Goal: Reproduce the part of the Girl Scouts text that runs from "Vintage Girl Scout" to "polarizing political times.", keeping every word and punctuation mark unchanged.
## begin Extract
So to be clear, I haven’t had much by way of powerful, personal pro-scouting sentiments over the years, and I have no personal agenda here. I’ve just read about how much good the organization has done for so many girls over the years, and I know that girls these days can use all the opportunities to develop self-esteem, leadership skills, and a capacity for volunteerism and benevolence that they can get.
And hey, I like Thin Mints. Probably a little too much.
Vintage Girl Scout handbooks, Plundered Patina on Etsy
I’ve also watched closely through the decades as inclusivity issues in scouting have become far more complex and profound than the rejection of pants, and I can’t imagine what it’s like trying to be a major national do-good organization for kids in such polarizing political times.
So I may be a little behind on the news while on vacation this past week, but I was riveted by the recent story about the Girl Scouts of Western Washington reinforcing their policy of providing true acceptance and community for every girl by rejecting a $100,000 donation from a donor (or as I’d like to think of him/her, bigoted jerkface) that came with strings attached: I’ll give you the money but you can’t let in any transgendered scouts.
As Leslie Lagerstrom wrote in Huffpost, this donor tried to dictate discrimination with a financial gift. Discrimination of kids.
Kids!
Wow.
But the Girl Scouts of Western Washington, in a huge act of bravery and decency, were all, no way (bigoted jerkface) donor…we’re for EVERY girl. And if you looked at our FAQ, you’d know that if a child is recognized by her family and community as a girl and lives culturally as a girl, then we serve her. So you keep your (gross) money and we’ll just go on being awesome and inclusive and if you’ll excuse us, we’ve got some community service badges to hand out.
I don’t even think they’d make a transgendered girl wear a dress if she didn’t want to these days. So, progress.
What’s just as amazing to me though — because any organization saying no to 100 grand these days is jaw-droppingly amazing — is that as of today, the Indiegogo Girl Scouts is #ForEVERYgirl campaign has already recouped the money three-fold.
$327,000 raised so far. All in the name of inclusion and support for all girls.
It makes me tear up with joy.
## end Extract
## begin Data records
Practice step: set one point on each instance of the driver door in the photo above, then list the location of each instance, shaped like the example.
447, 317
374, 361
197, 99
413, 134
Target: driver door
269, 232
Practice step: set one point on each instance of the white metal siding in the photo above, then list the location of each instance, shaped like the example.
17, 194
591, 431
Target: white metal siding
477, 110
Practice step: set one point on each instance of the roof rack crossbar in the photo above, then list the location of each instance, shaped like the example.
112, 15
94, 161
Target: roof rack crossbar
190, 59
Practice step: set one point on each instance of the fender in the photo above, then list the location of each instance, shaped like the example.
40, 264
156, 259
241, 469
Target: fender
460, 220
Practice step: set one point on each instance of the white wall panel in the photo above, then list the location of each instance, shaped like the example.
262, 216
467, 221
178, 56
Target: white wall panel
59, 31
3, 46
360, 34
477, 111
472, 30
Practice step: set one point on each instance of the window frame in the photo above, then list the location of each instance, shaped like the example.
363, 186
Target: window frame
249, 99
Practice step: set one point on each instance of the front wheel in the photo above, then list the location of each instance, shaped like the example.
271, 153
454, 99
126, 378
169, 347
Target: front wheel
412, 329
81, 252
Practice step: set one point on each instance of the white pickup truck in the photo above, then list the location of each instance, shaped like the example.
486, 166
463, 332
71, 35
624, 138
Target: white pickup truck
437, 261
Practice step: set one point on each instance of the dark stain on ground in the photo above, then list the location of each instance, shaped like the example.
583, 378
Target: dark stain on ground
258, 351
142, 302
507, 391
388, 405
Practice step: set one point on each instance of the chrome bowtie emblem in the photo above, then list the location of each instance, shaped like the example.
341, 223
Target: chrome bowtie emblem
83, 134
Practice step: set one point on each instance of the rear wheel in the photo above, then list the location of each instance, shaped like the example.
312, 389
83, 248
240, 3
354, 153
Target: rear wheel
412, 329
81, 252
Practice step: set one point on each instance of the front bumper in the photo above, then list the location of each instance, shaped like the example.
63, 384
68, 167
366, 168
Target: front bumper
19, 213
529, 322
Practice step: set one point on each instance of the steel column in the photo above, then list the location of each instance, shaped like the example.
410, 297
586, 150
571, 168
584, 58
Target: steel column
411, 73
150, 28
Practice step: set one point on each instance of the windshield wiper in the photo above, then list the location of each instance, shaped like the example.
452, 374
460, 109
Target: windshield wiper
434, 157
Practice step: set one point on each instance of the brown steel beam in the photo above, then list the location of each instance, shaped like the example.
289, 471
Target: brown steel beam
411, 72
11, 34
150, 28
## end Data records
Exercise output:
Vintage Girl Scout handbooks, Plundered Patina on Etsy
I’ve also watched closely through the decades as inclusivity issues in scouting have become far more complex and profound than the rejection of pants, and I can’t imagine what it’s like trying to be a major national do-good organization for kids in such polarizing political times.